- [What you are asked to do]: Reproduce every item below verbatim, line for line.

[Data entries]
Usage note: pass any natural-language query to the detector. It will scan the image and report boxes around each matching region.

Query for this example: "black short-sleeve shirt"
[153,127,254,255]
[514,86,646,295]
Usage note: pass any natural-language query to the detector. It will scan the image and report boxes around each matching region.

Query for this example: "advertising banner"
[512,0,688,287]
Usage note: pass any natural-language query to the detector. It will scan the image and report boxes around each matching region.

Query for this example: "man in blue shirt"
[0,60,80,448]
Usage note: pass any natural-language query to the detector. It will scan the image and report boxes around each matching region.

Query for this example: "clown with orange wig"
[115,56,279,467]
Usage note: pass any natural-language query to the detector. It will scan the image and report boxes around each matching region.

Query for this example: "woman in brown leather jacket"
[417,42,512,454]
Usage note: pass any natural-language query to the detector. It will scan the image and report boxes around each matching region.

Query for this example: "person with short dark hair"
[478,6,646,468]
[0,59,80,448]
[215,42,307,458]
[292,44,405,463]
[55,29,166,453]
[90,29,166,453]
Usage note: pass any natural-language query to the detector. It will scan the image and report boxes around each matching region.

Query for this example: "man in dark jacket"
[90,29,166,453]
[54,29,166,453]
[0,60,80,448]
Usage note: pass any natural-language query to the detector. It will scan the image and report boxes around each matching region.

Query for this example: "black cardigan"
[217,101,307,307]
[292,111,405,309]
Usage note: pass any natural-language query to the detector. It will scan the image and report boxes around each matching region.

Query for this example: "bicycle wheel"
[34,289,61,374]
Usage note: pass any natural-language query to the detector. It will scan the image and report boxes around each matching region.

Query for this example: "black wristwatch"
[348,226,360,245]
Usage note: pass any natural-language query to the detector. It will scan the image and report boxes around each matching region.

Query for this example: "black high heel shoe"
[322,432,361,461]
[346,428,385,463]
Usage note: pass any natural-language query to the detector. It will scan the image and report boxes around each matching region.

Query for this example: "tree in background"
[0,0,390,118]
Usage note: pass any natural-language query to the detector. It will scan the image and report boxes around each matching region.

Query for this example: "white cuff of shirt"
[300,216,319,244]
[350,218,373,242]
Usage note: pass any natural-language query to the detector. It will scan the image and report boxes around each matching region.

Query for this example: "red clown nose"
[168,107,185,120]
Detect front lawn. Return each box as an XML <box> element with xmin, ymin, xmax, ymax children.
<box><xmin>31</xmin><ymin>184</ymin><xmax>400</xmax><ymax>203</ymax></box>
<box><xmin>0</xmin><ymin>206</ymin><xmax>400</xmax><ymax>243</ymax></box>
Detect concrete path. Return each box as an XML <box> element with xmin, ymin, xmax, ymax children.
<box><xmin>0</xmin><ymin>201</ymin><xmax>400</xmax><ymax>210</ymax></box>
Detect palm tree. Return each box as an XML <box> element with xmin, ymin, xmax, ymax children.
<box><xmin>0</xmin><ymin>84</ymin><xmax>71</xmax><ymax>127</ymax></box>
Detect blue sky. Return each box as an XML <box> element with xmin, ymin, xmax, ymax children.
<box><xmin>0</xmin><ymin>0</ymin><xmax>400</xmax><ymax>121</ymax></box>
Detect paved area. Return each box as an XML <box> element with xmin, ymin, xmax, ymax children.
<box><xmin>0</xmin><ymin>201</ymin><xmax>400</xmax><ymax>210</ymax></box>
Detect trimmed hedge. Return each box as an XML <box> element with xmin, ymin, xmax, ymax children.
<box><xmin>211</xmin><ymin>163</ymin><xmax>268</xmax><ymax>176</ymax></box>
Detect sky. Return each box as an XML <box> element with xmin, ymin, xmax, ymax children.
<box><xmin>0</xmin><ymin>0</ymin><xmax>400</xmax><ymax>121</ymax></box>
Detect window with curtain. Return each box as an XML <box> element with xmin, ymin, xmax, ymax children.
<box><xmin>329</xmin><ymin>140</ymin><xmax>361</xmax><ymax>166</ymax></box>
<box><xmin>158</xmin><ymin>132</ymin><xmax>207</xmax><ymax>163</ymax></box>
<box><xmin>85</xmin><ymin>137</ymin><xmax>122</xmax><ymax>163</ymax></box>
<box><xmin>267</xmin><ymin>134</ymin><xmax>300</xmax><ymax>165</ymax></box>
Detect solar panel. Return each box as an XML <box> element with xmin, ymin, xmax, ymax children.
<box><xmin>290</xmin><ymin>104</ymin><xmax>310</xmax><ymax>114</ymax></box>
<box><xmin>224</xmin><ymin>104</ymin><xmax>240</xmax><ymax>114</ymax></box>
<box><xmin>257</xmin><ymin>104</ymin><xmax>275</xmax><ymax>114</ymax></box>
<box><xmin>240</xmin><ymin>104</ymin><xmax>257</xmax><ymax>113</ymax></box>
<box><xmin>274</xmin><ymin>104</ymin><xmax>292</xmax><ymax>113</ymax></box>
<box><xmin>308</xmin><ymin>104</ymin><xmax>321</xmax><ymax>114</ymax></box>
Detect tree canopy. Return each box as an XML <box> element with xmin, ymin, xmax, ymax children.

- [Solved exercise]:
Usage note: pass any natural-language query to the detector. It will scan the image and report boxes around each matching region.

Query for this example: "black short-sleeve shirt"
[153,127,254,255]
[514,86,646,295]
Usage note: pass any natural-language query to the detector. It will scan the image and report boxes around each matching region.

Query for this example: "advertising banner"
[512,0,688,287]
Usage note: pass any natural-language query to the detector. It will scan the image and report boxes around each matching region.

Query for this example: "man in blue shirt"
[0,60,80,448]
Usage note: pass any natural-language query to the detector. It will scan the image and report boxes around each matching region.

Query for this example: "clown with orange wig"
[115,56,279,467]
Usage note: pass any natural-language query to the detector. It will scan the image and report boxes around each matching region.

Query for this example: "woman in brown leather jacket"
[417,42,512,454]
Usage note: pass any natural-language query to the detector. It will scan the image and report boxes around each matching region.

Query for this example: "person with short dark hair"
[478,6,646,468]
[0,59,80,448]
[215,42,307,458]
[292,44,405,463]
[55,29,166,453]
[90,29,166,453]
Usage note: pass any natural-language query to the detector. It will scan the image and report boxes around each matching region.

Query for this example: "man in dark jacket"
[90,29,166,453]
[54,29,166,453]
[0,60,80,448]
Usage note: pass any natural-language query to the detector. It will scan the image and report boxes around each matching region.

Query for this example: "black cardigan"
[217,101,307,307]
[292,111,405,309]
Usage note: pass any natural-language query to the detector. It will scan the image and report boxes around each matching region.

Query for this example: "bicycle wheel"
[34,289,61,374]
Usage note: pass any natural-language query to the detector. It will scan the image and report boxes around each matching region.

Query for this example: "black wristwatch"
[348,226,360,245]
Usage note: pass any natural-language query to the detector. It will scan the image and report boxes around each matching region.

Query for this example: "black high heel shoe"
[322,432,361,461]
[346,428,385,463]
Usage note: pass any natural-language query to the detector. It will scan the image and report boxes around each matching region.

Query for this example: "tree in background"
[0,0,390,118]
Usage note: pass any natural-language query to the detector. It will scan the image and report boxes around each matching region.

Query for this example: "white cuff of shirt"
[300,216,319,244]
[350,218,373,242]
Usage note: pass any natural-language query to the detector. It will scan the image and report boxes around each matching region.

Query for this example: "red clown nose"
[168,107,185,120]
Detect front lawn. Return each box as an XML <box> element with xmin, ymin, xmax, ymax children.
<box><xmin>31</xmin><ymin>184</ymin><xmax>400</xmax><ymax>203</ymax></box>
<box><xmin>0</xmin><ymin>206</ymin><xmax>400</xmax><ymax>243</ymax></box>
Detect concrete path. Return each box as an XML <box> element with xmin, ymin, xmax, ymax children.
<box><xmin>0</xmin><ymin>201</ymin><xmax>400</xmax><ymax>210</ymax></box>
Detect palm tree. Return each box as an XML <box> element with xmin, ymin, xmax, ymax children.
<box><xmin>0</xmin><ymin>84</ymin><xmax>71</xmax><ymax>127</ymax></box>
Detect blue sky. Return each box as an XML <box> element with xmin, ymin, xmax, ymax children.
<box><xmin>0</xmin><ymin>0</ymin><xmax>400</xmax><ymax>121</ymax></box>
Detect paved area. Return each box as an XML <box> element with xmin, ymin, xmax, ymax children.
<box><xmin>0</xmin><ymin>201</ymin><xmax>400</xmax><ymax>210</ymax></box>
Detect trimmed hedge. Return each box as an XML <box> element with xmin, ymin, xmax, ymax children.
<box><xmin>211</xmin><ymin>163</ymin><xmax>268</xmax><ymax>176</ymax></box>
Detect sky. Return each box as an XML <box> element with xmin, ymin, xmax, ymax children.
<box><xmin>0</xmin><ymin>0</ymin><xmax>400</xmax><ymax>121</ymax></box>
Detect window with curtain. Return each box as an XML <box> element with xmin, ymin, xmax, ymax children.
<box><xmin>329</xmin><ymin>140</ymin><xmax>361</xmax><ymax>166</ymax></box>
<box><xmin>158</xmin><ymin>132</ymin><xmax>207</xmax><ymax>163</ymax></box>
<box><xmin>85</xmin><ymin>137</ymin><xmax>122</xmax><ymax>163</ymax></box>
<box><xmin>267</xmin><ymin>134</ymin><xmax>300</xmax><ymax>165</ymax></box>
Detect solar panel. Return each box as an XML <box> element with xmin, ymin, xmax, ymax children.
<box><xmin>290</xmin><ymin>104</ymin><xmax>310</xmax><ymax>114</ymax></box>
<box><xmin>224</xmin><ymin>104</ymin><xmax>240</xmax><ymax>114</ymax></box>
<box><xmin>257</xmin><ymin>104</ymin><xmax>275</xmax><ymax>114</ymax></box>
<box><xmin>240</xmin><ymin>104</ymin><xmax>257</xmax><ymax>113</ymax></box>
<box><xmin>274</xmin><ymin>104</ymin><xmax>292</xmax><ymax>113</ymax></box>
<box><xmin>308</xmin><ymin>104</ymin><xmax>321</xmax><ymax>114</ymax></box>
Detect tree canopy. Return each box as an XML <box> element with xmin, ymin, xmax, ymax children.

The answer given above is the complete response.